▸ Source material
# # # #

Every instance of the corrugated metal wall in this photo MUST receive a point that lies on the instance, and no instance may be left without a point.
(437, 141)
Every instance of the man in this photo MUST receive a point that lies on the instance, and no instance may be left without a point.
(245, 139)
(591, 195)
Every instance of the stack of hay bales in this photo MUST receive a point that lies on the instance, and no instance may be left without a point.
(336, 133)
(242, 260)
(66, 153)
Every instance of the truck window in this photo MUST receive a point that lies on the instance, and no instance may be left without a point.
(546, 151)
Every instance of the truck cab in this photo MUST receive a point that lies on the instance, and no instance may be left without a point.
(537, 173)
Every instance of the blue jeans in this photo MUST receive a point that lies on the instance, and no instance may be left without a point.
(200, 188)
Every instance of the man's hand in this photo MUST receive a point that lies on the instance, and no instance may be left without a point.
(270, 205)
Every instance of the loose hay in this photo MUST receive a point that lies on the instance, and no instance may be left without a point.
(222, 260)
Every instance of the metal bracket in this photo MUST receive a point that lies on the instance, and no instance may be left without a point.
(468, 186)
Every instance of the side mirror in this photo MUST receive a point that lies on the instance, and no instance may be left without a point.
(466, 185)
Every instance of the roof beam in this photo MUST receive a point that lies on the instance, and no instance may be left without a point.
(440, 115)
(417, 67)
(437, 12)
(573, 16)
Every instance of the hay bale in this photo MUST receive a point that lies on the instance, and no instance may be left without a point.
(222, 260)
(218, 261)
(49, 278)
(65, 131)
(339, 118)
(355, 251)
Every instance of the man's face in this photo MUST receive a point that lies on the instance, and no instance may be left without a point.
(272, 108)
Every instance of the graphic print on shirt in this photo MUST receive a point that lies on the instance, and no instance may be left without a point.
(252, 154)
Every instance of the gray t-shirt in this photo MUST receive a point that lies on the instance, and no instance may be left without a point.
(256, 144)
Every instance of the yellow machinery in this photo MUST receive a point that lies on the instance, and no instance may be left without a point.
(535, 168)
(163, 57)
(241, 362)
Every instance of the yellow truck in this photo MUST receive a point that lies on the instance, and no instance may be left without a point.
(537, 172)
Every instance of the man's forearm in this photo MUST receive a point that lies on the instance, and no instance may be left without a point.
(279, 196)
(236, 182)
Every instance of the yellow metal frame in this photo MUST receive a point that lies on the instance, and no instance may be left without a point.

# # # #

▸ What is required
Rewrite all of the data above as a numbered list, leaving out any blank lines.

▸ Answer for the task
1. Every instance of the corrugated metal wall in this photo MUST receive a point that lies on the instance, and no instance may be left without a point.
2. (437, 141)
3. Every instance of the man in this photo MUST receive a point that lies on the instance, and no instance may be left without a point.
4. (245, 139)
5. (591, 195)
6. Every instance of the stack of hay bales in this photo MUST receive a point that lies on the instance, and no instance may be left without a point.
7. (336, 133)
8. (242, 260)
9. (66, 153)
10. Every instance of the truck window in this photo MUST receive a point that lies on the instance, and no instance may be left without a point.
11. (546, 151)
12. Every instance of the truck cab in this photo MUST receive a point that lies on the instance, and no instance may be left without a point.
13. (537, 173)
14. Every instance of the blue jeans in this photo MUST receive a point that lies on the instance, and no instance may be left without a point.
15. (200, 188)
16. Every instance of the man's hand in this photo MUST receive a point that lies on the instance, and no instance may be left without a point.
17. (270, 205)
18. Every instance of the loose hay in this photo MUST receive a point that lies on the instance, and no instance may be left without a point.
19. (222, 260)
20. Every instance of the metal bracket in this photo MUST receive a point that lies on the instance, and no instance may be left without a point.
21. (468, 186)
22. Every instance of the side mirror in this photo MUST receive a point that lies on the instance, and no instance may be left without a point.
23. (466, 185)
24. Every instance of the roof beam in this photo MUST receive a point that lies on the instance, and no instance may be left without a point.
25. (440, 115)
26. (417, 67)
27. (437, 12)
28. (573, 16)
29. Every instance of the hay bale in this photo MUST receive a point that lies on the instance, and no instance may be left without a point.
30. (222, 260)
31. (218, 261)
32. (49, 278)
33. (65, 131)
34. (339, 118)
35. (355, 251)
36. Every instance of the man's face in this photo MUST receive a point that lies on the instance, and no instance may be left without a point.
37. (272, 108)
38. Every instance of the graphic print on shirt in this photo MUST receive a point that lies on the instance, and no instance may be left without a point.
39. (252, 154)
40. Every instance of the gray t-shirt in this photo MUST receive a point that lies on the instance, and no instance may be left without a point.
41. (256, 144)
42. Every instance of the yellow machinery in this photo MUST receive a point that lies on the instance, and no instance may be left without a point.
43. (535, 168)
44. (163, 57)
45. (241, 362)
46. Every instance of the yellow truck in this photo MUST receive a point that lies on the instance, and no instance may be left without a point.
47. (537, 172)
48. Every instance of the man's forearm in this photo MUST receive a point that lies on the instance, and no instance may be left without a point.
49. (279, 196)
50. (236, 182)
51. Every instance of the yellow metal frame in this photo MUST receive a point that lies on the instance, and no instance may be left without a point.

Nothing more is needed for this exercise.